Start of Block

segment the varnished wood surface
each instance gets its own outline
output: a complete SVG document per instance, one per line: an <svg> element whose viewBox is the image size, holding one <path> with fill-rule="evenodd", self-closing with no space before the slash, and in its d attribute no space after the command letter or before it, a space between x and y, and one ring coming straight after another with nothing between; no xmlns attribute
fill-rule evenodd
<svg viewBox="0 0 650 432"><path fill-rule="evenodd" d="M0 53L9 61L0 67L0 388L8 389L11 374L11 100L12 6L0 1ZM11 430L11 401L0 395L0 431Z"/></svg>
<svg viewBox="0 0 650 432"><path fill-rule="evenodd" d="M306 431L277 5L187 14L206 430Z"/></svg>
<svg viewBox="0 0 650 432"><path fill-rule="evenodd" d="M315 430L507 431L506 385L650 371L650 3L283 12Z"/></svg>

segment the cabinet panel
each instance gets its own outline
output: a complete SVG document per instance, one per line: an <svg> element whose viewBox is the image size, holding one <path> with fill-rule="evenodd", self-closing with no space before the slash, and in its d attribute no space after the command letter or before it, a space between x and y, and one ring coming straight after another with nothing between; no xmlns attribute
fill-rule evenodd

End of Block

## [EXERCISE BRIEF]
Look through the records for the word "segment". Every line that has it should be copied.

## [ANSWER BELOW]
segment the varnished wood surface
segment the cabinet panel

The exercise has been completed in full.